Locate each line in the data below that contains the word "green", and copy those lines out.
Start RECORDS FOR PROCESSING
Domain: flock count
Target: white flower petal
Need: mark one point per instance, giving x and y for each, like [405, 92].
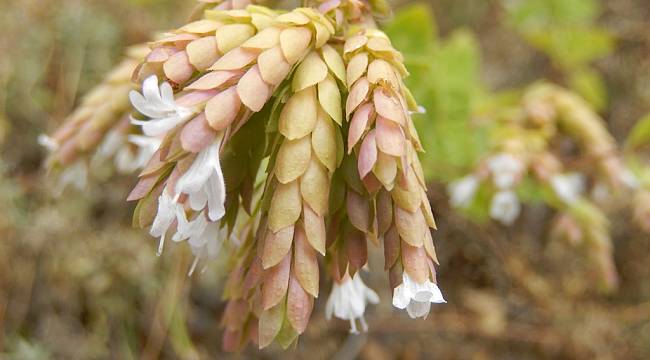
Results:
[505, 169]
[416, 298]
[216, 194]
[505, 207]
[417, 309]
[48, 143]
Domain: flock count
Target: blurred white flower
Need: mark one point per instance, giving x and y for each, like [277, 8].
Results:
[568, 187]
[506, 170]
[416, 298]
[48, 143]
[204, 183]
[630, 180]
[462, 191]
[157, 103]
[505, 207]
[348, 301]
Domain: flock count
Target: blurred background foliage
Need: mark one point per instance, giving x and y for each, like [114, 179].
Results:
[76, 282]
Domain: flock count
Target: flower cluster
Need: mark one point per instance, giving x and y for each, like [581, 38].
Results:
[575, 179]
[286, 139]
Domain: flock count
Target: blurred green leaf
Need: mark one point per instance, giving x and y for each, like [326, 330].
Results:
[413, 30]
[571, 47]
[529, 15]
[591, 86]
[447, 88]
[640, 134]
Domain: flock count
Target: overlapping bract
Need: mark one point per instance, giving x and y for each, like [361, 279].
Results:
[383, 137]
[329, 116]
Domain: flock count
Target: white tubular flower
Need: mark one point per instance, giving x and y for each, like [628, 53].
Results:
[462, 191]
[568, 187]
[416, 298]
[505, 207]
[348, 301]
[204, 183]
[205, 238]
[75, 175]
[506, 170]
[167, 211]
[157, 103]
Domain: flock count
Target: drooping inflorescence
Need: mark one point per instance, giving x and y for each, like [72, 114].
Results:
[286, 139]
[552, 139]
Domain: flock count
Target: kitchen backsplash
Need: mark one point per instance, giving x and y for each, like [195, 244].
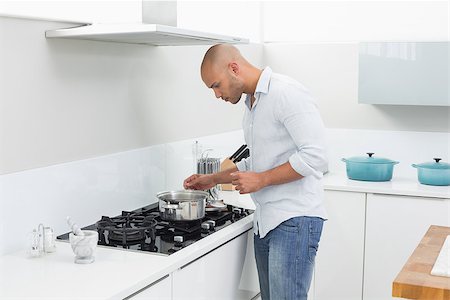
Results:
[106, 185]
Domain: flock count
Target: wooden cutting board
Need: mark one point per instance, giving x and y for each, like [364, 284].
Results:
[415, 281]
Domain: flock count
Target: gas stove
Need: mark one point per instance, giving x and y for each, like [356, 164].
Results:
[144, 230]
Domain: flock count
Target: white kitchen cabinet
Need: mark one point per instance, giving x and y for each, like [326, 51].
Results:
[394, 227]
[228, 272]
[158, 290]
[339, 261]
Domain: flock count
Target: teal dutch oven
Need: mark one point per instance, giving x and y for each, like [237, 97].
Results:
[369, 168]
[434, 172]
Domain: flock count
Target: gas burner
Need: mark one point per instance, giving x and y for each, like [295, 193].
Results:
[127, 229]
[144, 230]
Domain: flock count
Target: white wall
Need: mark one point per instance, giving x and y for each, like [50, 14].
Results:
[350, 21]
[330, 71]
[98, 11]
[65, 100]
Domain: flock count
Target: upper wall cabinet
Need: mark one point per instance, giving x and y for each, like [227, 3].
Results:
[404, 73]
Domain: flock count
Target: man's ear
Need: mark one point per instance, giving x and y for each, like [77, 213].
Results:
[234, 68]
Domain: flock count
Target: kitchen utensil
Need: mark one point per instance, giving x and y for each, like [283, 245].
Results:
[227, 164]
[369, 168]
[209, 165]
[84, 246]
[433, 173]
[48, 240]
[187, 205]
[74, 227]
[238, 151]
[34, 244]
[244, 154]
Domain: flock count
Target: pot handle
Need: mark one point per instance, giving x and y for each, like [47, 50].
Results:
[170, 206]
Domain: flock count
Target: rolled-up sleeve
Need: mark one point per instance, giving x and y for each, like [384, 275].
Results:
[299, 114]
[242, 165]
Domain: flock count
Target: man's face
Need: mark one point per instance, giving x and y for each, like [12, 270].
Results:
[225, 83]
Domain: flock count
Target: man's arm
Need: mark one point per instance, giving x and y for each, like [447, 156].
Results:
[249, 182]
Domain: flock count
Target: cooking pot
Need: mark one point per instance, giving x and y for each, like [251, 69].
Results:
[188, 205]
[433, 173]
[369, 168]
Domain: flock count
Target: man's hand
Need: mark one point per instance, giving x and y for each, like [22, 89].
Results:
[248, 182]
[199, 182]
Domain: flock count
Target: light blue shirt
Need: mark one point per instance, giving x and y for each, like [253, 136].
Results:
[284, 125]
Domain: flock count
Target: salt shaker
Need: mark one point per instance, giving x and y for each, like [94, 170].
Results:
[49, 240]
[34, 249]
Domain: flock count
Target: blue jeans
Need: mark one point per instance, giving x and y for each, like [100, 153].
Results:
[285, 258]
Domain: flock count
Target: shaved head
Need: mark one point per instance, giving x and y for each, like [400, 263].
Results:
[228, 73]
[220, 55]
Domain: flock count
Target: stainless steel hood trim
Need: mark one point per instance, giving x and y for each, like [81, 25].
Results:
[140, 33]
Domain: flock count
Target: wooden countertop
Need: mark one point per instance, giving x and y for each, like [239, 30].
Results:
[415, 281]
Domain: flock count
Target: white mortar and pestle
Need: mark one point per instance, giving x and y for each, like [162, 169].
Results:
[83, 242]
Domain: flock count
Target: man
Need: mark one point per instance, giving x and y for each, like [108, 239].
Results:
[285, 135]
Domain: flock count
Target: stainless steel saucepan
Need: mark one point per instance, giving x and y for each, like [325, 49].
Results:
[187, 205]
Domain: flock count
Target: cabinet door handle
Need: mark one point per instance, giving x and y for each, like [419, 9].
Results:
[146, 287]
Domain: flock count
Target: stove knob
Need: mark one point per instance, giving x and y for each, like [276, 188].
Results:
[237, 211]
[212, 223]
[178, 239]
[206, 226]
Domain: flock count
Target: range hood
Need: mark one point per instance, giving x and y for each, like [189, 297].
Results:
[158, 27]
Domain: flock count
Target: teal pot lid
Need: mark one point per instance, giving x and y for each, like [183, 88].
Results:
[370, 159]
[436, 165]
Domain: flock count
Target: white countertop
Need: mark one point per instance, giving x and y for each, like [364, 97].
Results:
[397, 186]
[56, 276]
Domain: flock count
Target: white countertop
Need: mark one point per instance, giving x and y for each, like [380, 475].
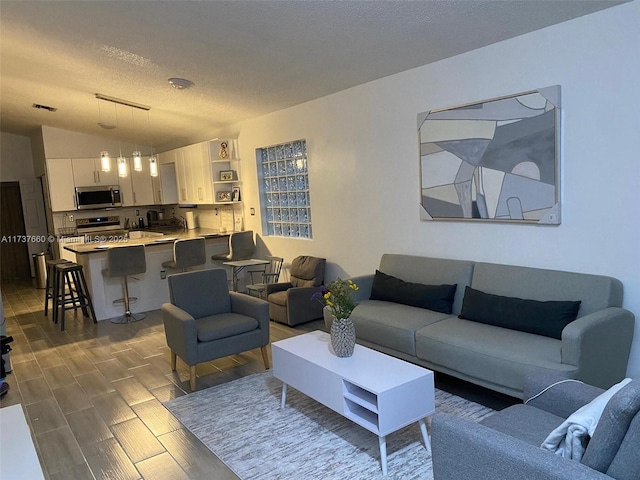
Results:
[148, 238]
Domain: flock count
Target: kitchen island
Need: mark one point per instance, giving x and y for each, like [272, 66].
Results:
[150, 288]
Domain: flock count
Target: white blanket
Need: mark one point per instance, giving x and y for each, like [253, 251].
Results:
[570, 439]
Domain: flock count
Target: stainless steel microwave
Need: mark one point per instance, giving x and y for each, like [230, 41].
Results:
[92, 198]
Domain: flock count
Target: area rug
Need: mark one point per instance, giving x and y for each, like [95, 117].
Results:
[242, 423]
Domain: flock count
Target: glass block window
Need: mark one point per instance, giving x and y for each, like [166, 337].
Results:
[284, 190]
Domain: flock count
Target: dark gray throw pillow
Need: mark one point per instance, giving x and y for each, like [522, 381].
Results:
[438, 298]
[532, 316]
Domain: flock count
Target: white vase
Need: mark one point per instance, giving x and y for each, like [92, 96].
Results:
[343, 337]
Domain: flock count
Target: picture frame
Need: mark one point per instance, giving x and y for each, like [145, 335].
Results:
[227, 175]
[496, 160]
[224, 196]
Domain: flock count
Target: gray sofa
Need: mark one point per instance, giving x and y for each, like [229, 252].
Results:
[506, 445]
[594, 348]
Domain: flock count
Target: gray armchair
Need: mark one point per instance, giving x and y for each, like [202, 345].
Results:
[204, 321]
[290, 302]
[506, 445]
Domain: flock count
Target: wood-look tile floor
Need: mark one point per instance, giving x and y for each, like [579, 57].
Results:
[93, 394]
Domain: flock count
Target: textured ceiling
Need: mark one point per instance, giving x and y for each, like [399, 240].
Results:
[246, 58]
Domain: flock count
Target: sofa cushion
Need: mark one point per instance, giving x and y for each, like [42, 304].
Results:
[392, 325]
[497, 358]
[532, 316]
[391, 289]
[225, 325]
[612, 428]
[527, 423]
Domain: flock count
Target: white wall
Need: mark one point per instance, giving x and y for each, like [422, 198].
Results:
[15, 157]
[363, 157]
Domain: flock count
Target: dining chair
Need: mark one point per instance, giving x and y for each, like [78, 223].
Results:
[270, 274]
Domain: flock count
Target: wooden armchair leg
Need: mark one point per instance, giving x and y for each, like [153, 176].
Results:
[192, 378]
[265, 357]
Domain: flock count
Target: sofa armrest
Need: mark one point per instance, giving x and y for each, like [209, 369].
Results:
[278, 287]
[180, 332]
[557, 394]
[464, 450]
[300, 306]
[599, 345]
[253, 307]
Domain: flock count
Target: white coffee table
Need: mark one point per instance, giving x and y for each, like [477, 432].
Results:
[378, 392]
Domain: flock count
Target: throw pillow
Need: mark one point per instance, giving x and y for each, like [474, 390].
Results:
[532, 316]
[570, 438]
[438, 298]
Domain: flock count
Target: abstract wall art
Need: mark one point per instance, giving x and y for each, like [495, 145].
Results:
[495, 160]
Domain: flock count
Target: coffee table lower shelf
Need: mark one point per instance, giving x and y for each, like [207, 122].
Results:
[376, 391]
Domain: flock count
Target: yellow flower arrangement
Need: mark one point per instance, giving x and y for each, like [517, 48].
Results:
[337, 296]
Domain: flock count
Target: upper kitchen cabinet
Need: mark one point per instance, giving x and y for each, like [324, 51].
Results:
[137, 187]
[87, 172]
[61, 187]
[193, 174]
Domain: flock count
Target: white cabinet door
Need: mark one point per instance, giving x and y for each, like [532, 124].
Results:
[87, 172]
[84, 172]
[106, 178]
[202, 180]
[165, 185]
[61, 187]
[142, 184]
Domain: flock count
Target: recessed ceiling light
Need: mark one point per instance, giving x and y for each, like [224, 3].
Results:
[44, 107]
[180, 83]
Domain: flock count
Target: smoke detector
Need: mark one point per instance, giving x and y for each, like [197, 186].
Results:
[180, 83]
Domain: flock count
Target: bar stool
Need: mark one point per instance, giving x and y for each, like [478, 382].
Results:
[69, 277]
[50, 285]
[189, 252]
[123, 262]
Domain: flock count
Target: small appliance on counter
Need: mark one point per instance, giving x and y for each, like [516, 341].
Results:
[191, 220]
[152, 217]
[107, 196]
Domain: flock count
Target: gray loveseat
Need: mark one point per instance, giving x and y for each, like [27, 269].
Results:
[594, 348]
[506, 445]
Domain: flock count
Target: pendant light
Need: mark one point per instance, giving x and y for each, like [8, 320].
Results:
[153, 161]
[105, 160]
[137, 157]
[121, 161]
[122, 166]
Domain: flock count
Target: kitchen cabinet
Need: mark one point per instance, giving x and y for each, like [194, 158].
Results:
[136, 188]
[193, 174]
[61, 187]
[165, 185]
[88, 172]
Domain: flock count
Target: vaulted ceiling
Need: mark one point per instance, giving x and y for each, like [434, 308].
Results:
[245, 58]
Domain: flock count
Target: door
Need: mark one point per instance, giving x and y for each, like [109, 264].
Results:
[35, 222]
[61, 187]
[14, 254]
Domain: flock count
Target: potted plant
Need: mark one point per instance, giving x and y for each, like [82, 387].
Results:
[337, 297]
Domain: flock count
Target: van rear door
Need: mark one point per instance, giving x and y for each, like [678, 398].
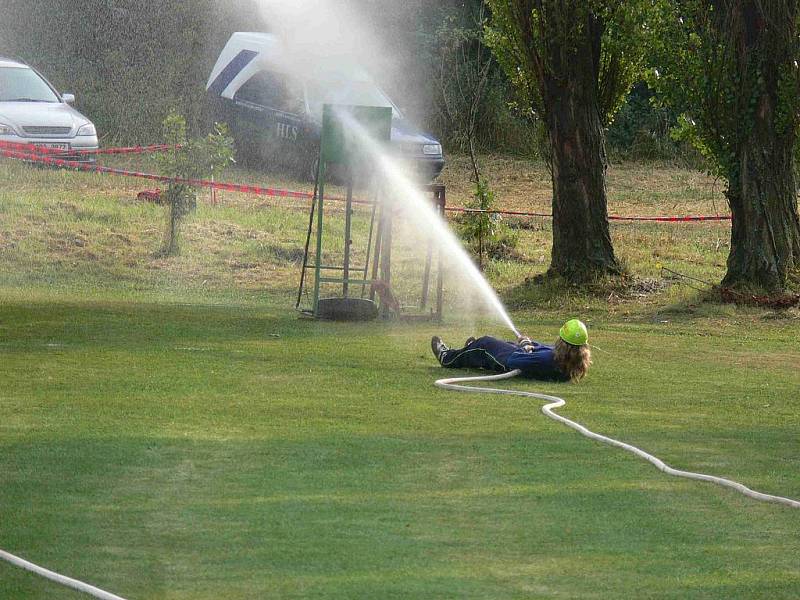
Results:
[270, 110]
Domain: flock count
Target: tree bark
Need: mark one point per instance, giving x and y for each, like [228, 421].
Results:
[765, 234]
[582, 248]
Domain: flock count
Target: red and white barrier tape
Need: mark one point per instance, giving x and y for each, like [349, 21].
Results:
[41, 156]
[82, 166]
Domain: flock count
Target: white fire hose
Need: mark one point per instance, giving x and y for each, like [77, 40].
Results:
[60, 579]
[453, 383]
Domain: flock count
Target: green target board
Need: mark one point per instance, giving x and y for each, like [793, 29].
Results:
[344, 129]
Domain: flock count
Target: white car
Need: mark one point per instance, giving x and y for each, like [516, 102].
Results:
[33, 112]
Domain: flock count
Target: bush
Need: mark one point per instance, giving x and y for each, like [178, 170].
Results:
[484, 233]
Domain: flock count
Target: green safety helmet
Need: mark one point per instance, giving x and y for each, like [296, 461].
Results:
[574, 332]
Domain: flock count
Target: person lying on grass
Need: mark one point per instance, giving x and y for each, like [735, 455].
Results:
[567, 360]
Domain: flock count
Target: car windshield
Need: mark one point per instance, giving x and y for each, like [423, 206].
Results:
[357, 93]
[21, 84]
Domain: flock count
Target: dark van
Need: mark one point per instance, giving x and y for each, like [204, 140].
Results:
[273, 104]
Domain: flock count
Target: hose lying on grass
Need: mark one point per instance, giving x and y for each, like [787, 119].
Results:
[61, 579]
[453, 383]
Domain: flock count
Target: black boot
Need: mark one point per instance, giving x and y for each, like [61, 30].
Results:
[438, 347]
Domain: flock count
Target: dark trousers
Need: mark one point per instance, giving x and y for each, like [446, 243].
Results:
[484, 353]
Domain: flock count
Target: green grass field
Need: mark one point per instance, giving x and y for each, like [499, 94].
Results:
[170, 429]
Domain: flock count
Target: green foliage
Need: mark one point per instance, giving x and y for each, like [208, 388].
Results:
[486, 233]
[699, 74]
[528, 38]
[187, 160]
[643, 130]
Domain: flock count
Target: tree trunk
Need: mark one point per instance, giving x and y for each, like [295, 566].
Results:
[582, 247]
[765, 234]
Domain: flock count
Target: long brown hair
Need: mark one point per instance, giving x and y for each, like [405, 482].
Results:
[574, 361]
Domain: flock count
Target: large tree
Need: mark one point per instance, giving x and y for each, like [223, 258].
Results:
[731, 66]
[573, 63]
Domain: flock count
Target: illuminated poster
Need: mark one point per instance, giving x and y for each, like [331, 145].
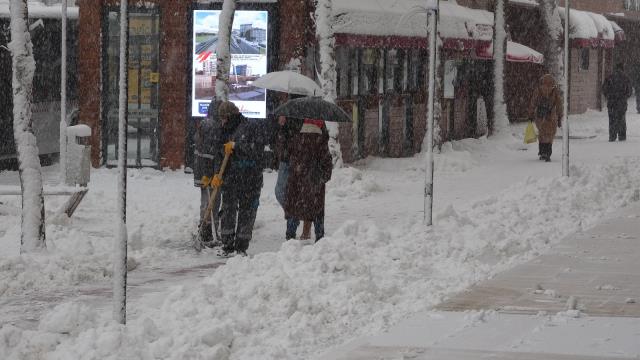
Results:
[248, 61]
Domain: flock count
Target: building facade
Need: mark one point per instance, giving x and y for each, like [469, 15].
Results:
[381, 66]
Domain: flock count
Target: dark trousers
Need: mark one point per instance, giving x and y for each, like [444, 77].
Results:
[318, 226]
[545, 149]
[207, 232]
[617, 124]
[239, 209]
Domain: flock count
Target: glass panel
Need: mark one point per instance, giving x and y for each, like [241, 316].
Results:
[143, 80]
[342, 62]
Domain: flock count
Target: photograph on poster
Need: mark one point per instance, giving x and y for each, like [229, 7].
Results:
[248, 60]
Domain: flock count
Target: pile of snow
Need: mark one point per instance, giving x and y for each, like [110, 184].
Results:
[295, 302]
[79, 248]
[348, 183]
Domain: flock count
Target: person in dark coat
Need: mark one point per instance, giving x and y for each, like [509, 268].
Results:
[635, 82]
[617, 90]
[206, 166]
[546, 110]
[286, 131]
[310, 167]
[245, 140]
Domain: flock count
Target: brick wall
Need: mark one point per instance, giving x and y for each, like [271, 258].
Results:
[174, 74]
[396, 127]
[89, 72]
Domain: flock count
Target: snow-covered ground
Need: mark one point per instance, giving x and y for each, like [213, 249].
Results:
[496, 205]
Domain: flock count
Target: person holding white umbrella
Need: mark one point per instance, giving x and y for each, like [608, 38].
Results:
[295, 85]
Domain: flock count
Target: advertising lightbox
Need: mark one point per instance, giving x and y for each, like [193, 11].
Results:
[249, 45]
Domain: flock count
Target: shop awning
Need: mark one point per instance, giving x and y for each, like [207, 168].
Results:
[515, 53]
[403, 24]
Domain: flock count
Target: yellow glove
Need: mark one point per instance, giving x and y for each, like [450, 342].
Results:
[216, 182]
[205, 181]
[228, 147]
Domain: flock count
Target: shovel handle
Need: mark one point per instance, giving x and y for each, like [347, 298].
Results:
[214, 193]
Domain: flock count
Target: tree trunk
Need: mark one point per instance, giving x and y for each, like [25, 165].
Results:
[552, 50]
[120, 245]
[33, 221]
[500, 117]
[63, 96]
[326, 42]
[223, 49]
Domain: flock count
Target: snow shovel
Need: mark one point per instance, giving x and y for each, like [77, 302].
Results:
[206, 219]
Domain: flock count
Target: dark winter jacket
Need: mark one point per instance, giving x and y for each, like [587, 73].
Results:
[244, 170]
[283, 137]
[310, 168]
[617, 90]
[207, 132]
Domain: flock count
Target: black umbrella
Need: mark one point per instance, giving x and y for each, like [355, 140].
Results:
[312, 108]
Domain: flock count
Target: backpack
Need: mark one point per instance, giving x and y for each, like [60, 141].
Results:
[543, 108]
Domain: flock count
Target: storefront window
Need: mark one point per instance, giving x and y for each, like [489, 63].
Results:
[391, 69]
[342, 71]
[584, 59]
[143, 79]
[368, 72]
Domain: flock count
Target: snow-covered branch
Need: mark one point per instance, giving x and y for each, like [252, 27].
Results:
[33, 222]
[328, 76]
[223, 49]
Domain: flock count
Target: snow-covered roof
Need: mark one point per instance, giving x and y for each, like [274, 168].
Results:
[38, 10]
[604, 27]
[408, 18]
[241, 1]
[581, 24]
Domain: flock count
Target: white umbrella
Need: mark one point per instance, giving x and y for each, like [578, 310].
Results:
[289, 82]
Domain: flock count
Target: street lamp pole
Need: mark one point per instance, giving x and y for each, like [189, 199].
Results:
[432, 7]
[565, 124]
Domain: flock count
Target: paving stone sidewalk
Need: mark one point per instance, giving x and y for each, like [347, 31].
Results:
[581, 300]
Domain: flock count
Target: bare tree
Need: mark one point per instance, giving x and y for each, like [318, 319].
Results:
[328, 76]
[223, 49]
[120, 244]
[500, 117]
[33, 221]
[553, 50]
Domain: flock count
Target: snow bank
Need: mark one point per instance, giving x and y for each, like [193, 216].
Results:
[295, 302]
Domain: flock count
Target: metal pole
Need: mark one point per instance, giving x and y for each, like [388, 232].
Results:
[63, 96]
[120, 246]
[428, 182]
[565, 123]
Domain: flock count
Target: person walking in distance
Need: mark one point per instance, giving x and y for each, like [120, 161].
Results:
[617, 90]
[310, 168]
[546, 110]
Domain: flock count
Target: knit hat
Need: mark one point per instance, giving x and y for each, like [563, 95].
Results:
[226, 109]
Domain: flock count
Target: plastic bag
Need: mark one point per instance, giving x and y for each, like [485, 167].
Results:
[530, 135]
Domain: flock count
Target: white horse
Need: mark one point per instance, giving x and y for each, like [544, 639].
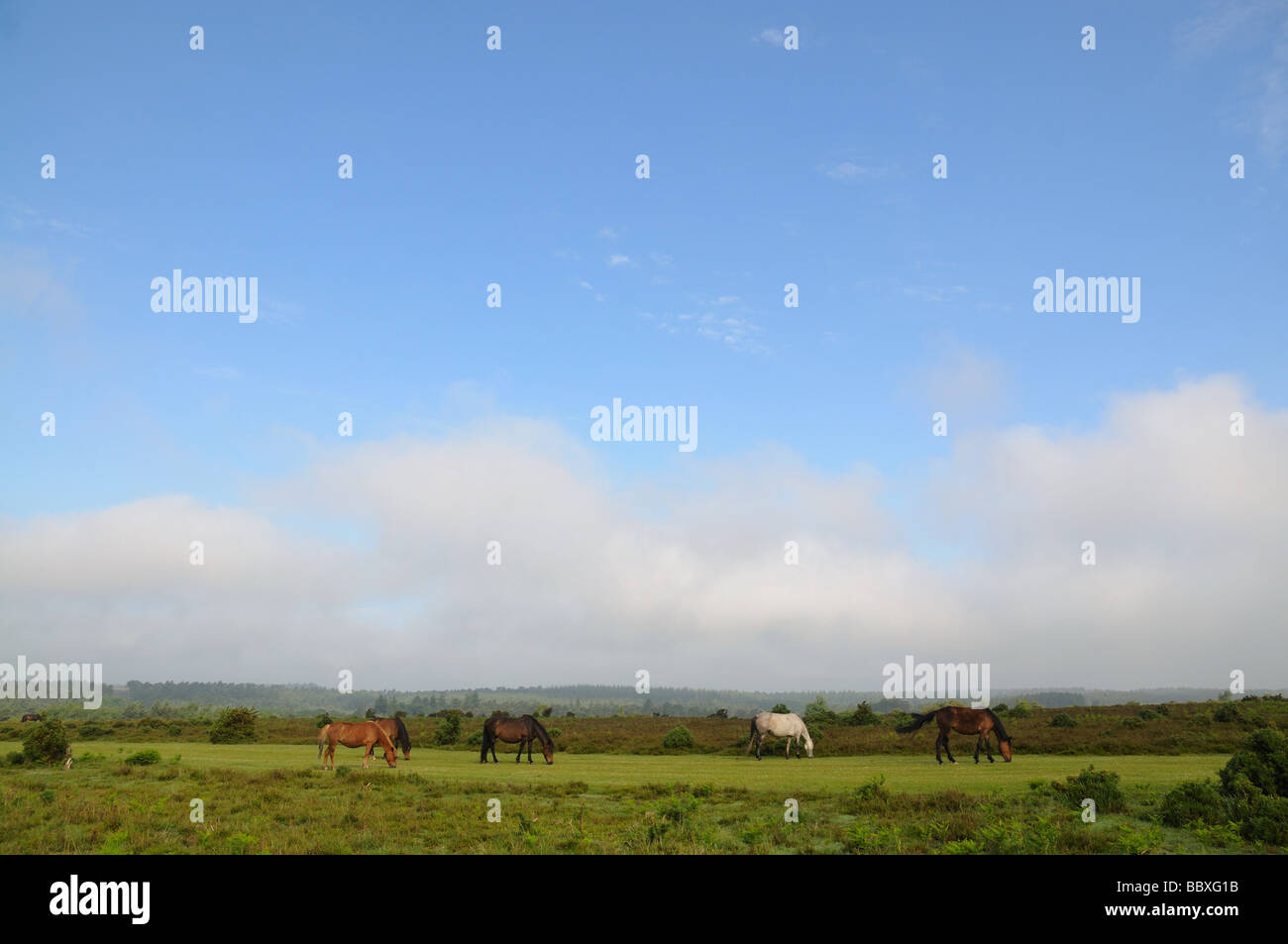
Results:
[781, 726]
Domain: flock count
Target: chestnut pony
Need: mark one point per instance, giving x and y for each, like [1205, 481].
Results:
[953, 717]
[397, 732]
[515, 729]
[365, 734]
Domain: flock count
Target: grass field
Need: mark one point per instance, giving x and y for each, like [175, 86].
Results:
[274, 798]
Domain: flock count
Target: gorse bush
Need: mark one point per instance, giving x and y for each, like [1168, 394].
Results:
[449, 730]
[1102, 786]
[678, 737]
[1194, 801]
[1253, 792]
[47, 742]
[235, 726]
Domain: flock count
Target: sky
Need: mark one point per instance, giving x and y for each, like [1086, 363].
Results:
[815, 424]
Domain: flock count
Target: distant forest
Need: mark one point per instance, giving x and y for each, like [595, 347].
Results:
End RECORDS FOR PROCESSING
▸ TASK RESULT
Target: blurred green leaf
Target: green target board
Target: green safety helmet
Target: green grass field
Target: green foliage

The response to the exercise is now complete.